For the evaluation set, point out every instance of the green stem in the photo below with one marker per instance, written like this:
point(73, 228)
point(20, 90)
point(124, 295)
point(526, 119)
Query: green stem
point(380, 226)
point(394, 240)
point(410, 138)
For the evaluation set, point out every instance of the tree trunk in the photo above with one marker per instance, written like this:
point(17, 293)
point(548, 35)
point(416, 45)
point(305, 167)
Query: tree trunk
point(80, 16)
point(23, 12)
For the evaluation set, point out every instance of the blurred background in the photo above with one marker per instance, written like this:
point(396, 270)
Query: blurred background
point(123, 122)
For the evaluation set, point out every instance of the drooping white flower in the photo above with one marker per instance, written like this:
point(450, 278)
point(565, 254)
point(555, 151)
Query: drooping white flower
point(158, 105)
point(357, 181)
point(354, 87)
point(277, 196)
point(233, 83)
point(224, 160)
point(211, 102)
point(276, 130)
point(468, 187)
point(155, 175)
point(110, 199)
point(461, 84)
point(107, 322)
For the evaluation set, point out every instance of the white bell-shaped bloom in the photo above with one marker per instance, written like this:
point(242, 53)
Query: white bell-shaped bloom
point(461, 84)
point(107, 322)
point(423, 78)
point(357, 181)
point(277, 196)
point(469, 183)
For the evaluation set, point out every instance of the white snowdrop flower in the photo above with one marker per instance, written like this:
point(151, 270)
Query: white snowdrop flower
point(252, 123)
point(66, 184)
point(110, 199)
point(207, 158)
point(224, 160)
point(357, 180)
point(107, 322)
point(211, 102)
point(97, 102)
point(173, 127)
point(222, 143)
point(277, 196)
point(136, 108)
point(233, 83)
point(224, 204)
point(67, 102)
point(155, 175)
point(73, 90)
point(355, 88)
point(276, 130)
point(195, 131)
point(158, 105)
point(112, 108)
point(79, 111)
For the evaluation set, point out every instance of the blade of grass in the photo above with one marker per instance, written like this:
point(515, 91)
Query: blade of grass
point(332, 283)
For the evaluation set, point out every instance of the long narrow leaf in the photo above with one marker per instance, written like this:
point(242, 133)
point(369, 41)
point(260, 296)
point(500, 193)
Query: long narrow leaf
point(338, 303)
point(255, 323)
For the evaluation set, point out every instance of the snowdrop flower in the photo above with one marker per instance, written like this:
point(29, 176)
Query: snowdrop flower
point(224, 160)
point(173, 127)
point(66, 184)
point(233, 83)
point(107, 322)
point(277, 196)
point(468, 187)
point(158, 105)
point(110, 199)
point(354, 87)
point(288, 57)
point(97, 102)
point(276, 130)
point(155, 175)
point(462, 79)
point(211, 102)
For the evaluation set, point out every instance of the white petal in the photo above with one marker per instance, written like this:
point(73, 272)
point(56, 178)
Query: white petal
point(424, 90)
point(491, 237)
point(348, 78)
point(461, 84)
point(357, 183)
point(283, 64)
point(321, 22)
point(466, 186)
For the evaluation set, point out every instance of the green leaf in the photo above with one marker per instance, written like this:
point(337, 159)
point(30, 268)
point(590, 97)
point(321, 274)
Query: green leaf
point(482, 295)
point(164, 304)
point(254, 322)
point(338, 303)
● ● ● ●
Take the lines above from the one holding "For the evaluation set, point out every instance of the snowdrop" to the last and output them exactly.

For the evaluation set, point out every instance of the snowdrop flower in the photo above with one marker per instance, written like this:
point(29, 176)
Query: snowdrop flower
point(224, 160)
point(173, 127)
point(66, 184)
point(233, 83)
point(107, 322)
point(277, 196)
point(468, 187)
point(158, 105)
point(110, 199)
point(354, 87)
point(288, 57)
point(97, 102)
point(276, 130)
point(155, 175)
point(462, 79)
point(211, 102)
For the evaluation set, point out every instance of the white petal in the photo above with one marker per instance, written like this:
point(73, 272)
point(56, 178)
Query: white petal
point(424, 90)
point(491, 237)
point(348, 78)
point(461, 84)
point(357, 183)
point(283, 64)
point(321, 22)
point(466, 186)
For the evaluation set, point out every instance of the green leaf in the photo above with one marker per instance, written like this:
point(337, 159)
point(30, 268)
point(590, 97)
point(321, 274)
Query: green leaf
point(482, 295)
point(164, 304)
point(254, 322)
point(338, 303)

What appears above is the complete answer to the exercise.